En l’espèce, une salariée saisit le conseil de prud’hommes de Toulon pour contester son licenciement. L’employeur est condamné et forme appel contre ce jugement. Dans sa déclaration d’appel, l’employeur ne précise pas les chefs de jugement critiqués, mais procède par renvoi à une annexe intitulée « Pièce jointe faisant corps avec la déclaration d’appel » transmise par RVPA le même jour.
La Cour d’appel rejette l’appel, en indiquant qu’ « […] au moment où l’appel a été interjeté […] l’appelante ne démontre pas avoir été dans l’impossibilité de faire figurer [les mentions obligatoires devant figurer dans la déclaration d’appel], laquelle pouvait parfaitement contenir l’intégralité des chefs de jugement critiqués », et qu’ « […] il en résulte que le document joint à la déclaration d’appel n’a aucune valeur procédurale et ne fait pas partie intégrale de cette déclaration […] ».
L’appelant forme pourvoi en cassation, plaidant que la déclaration d’appel est faite par acte contenant les chefs du jugement expressément critiqués auxquels l’appel est limité, sauf si l’appel tend à l’annulation du jugement ou si l’objet du litige est indivisible, et qu’il résulte des articles 3 et 6 de l’arrêté du 30 mars 2011 relatif à la communication par voie électronique dans les procédures avec représentation obligatoire devant les cours d’appel, en vigueur jusqu’au 22 mai 2020, et de la circulaire du ministère de la Justice du 4 août 2017 « que les chefs du jugement critiqués peuvent être listés dans une pièce jointe annexée à la déclaration d’appel faisant corps avec elle ». Ayant interjeté appel le 26 septembre 2019 par voie électronique, l’appelant fait grief à la cour d’appel d’avoir rejeté sa déclaration d’appel.

*DONNÉES FOURNIES:*
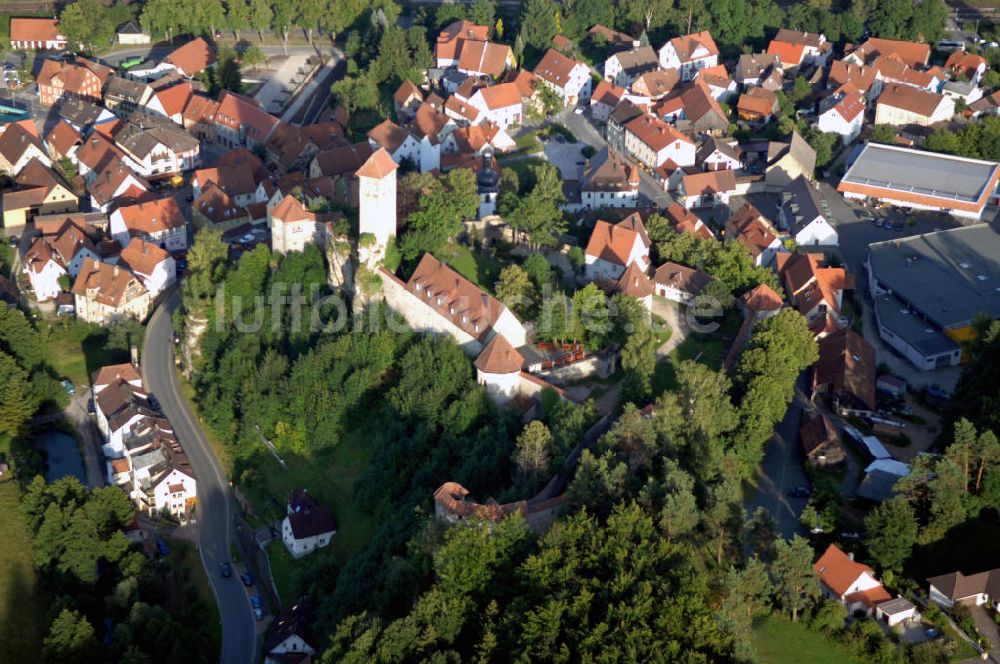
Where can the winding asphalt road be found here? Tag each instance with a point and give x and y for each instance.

*CONSIGNE 1:*
D'après le texte fourni, devant quel conseil de prud'hommes la salariée conteste-t-elle son licenciement ?
*CONSIGNE 2:*
Recopiez sans rien changer le passage du texte fourni qui commence aux mots « En l’espèce, une » et s'arrête après « le même jour. ».

*SOLUTION 1:*
Le conseil de prud'hommes de Toulon.

*SOLUTION 2:*
En l’espèce, une salariée saisit le conseil de prud’hommes de Toulon pour contester son licenciement. L’employeur est condamné et forme appel contre ce jugement. Dans sa déclaration d’appel, l’employeur ne précise pas les chefs de jugement critiqués, mais procède par renvoi à une annexe intitulée « Pièce jointe faisant corps avec la déclaration d’appel » transmise par RVPA le même jour.